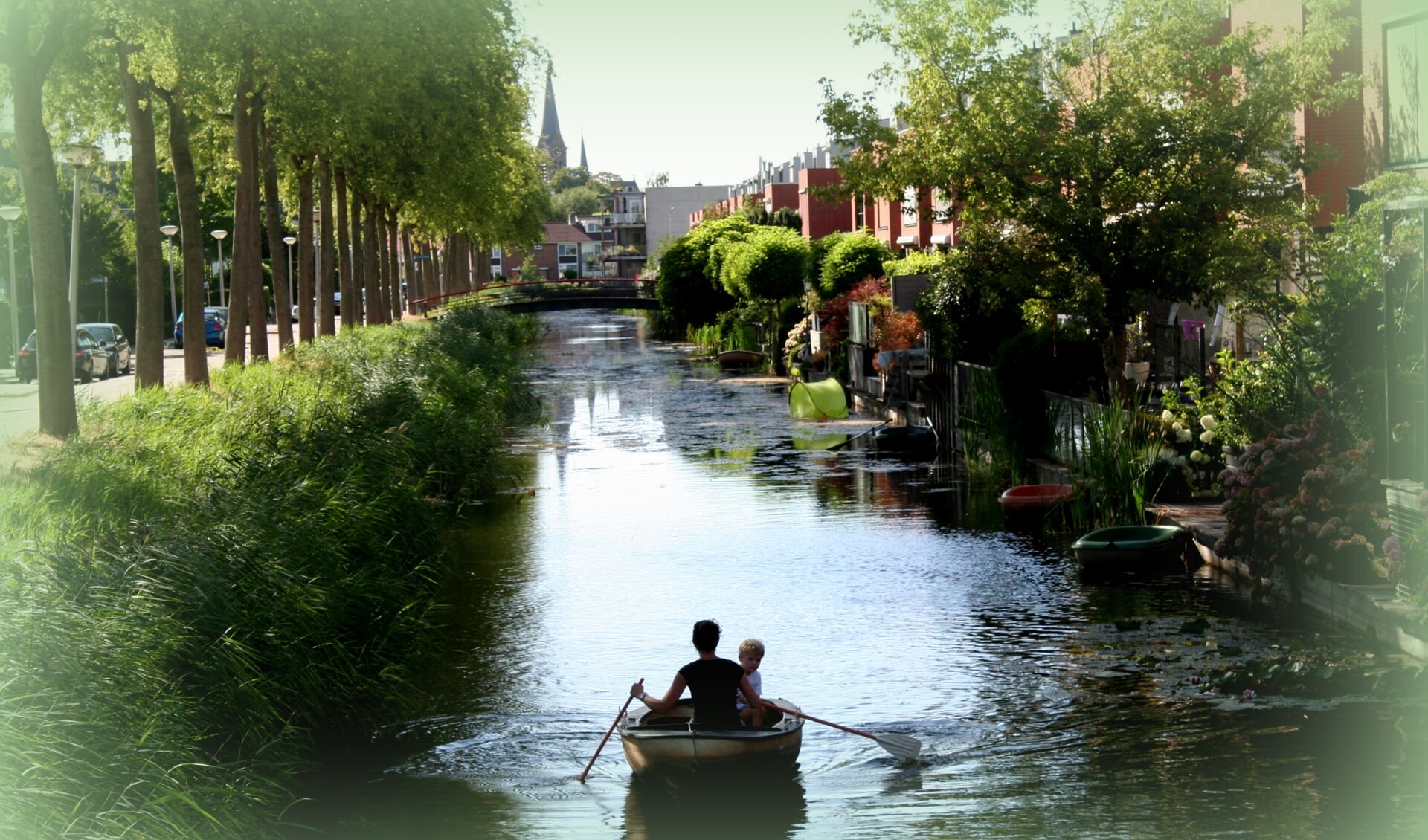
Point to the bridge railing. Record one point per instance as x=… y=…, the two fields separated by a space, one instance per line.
x=504 y=294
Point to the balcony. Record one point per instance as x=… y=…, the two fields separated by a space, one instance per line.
x=623 y=219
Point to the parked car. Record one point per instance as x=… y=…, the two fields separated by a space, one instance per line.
x=90 y=360
x=112 y=338
x=214 y=327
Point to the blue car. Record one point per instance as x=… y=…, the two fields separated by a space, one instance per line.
x=214 y=327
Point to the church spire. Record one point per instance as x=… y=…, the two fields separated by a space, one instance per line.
x=550 y=140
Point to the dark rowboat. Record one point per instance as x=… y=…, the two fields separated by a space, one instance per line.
x=1130 y=545
x=740 y=358
x=1035 y=498
x=669 y=743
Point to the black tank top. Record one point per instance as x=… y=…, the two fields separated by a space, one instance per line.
x=713 y=685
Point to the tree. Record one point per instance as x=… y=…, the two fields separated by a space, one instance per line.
x=768 y=265
x=1131 y=153
x=32 y=40
x=852 y=259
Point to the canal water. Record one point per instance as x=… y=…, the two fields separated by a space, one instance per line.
x=892 y=599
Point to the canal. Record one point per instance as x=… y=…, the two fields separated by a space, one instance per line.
x=890 y=599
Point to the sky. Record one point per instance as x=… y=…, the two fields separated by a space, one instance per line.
x=700 y=90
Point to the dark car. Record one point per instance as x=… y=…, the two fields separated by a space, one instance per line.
x=214 y=327
x=90 y=360
x=112 y=338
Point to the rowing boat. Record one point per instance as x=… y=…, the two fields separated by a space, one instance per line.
x=672 y=743
x=1130 y=545
x=1035 y=498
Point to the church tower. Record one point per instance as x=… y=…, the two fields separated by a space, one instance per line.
x=550 y=141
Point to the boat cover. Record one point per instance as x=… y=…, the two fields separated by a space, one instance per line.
x=821 y=400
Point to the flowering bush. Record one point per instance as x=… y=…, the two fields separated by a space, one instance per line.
x=1304 y=504
x=1190 y=444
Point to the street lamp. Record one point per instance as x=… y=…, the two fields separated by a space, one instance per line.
x=169 y=230
x=219 y=236
x=9 y=214
x=79 y=157
x=292 y=296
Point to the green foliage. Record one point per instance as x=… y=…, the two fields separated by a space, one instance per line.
x=770 y=264
x=973 y=301
x=1127 y=157
x=1305 y=501
x=202 y=578
x=1116 y=467
x=916 y=262
x=689 y=287
x=852 y=259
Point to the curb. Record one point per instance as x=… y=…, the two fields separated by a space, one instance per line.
x=1373 y=611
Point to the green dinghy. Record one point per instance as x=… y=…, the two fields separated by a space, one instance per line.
x=1130 y=545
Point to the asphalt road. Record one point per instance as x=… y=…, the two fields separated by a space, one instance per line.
x=20 y=404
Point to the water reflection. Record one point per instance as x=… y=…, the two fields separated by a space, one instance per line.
x=890 y=598
x=720 y=806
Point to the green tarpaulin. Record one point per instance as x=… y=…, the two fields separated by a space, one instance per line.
x=817 y=400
■ ■ ■
Work to be completed: Reproduce the material above word for word, leaving out the pictures.

Response for this exercise:
Point to the bridge railing. Record one point per instance as x=… y=…, the two fields separated by a space, one instance per line.
x=504 y=294
Point to the balcony. Record one point per instance as x=… y=…, the two fields separated by a space, one instance per line.
x=623 y=219
Point to the parked car. Record one point per instance as x=… y=…, the two fields separated by a space, one instance per line.
x=90 y=360
x=112 y=338
x=214 y=327
Point to the blue car. Record one point per instance as x=… y=…, the two fields separated by a space, one instance per line.
x=214 y=327
Point to the church spire. Record one point per instance as x=… y=…, the two fields separated by a space, one instance per line.
x=550 y=140
Point to the dark rowboat. Record one point per instance as x=… y=…, the two fields separated by a space, one instance per line.
x=1130 y=545
x=740 y=358
x=1035 y=498
x=669 y=743
Point to the black tank top. Record one point per instance as x=… y=…, the two fields separated by a space, one instance per line.
x=713 y=685
Point to the tree. Record one point per instance as x=… y=…, the two fields separated by a space, one instance per line.
x=768 y=265
x=1131 y=153
x=32 y=40
x=852 y=259
Point to the canal water. Record one point per instance as x=… y=…, the two fields separated by a space, one instance per line.
x=892 y=599
Point to the canal. Record one point per instance as x=… y=…, the two fields separated by a space, one instance per line.
x=890 y=599
Point to the sky. Record one point per instance as x=… y=…, the two fields separated by a space, one instance per line.
x=700 y=90
Point to the dark car. Record one point per instance as x=… y=…, the two fields separated by a space, one instance per line.
x=214 y=327
x=90 y=360
x=112 y=338
Point to the rowing boat. Record one point per instance as x=… y=…, the two fields separated by a space, one instance per line.
x=672 y=743
x=1130 y=545
x=1035 y=498
Point to the church tower. Record one point per instance as x=… y=…, the two fields separated by a space, one instance per line.
x=550 y=141
Point to the boat cover. Record one point per instance as x=… y=…, the two fields separated by a space, one instance per line.
x=821 y=400
Point to the flowering bush. Record one point per instance as x=… y=…, the two fields separated by a space, one instance per line.
x=1304 y=504
x=1190 y=444
Point to the street lamp. Record one point per instance as x=… y=…, the two fields separated by a space, one instance per line.
x=169 y=230
x=219 y=236
x=9 y=214
x=79 y=157
x=292 y=296
Point to the green foliage. Record one point per instance as x=… y=…, the two fields separated by a space, one instance per line.
x=770 y=264
x=973 y=301
x=1127 y=157
x=1305 y=501
x=202 y=578
x=1116 y=467
x=916 y=262
x=689 y=287
x=852 y=259
Point to the curb. Record one point per instance as x=… y=…, the two fields separated by a space, one instance per line.
x=1373 y=611
Point to the green dinghy. Record one point per instance as x=… y=…, the two fields separated by a space, one instance per line.
x=1130 y=545
Point to the asphalt road. Record one point per instance as x=… y=…, the two fields separated by a space, one instance per line.
x=20 y=404
Point to the water reflection. Record one point per instance as x=… y=…, the two fields separated by a space, one instance per line.
x=890 y=598
x=720 y=806
Point to the green tarpaulin. Record one point per instance as x=… y=…, the two fields separated by a space, one instance per line.
x=817 y=400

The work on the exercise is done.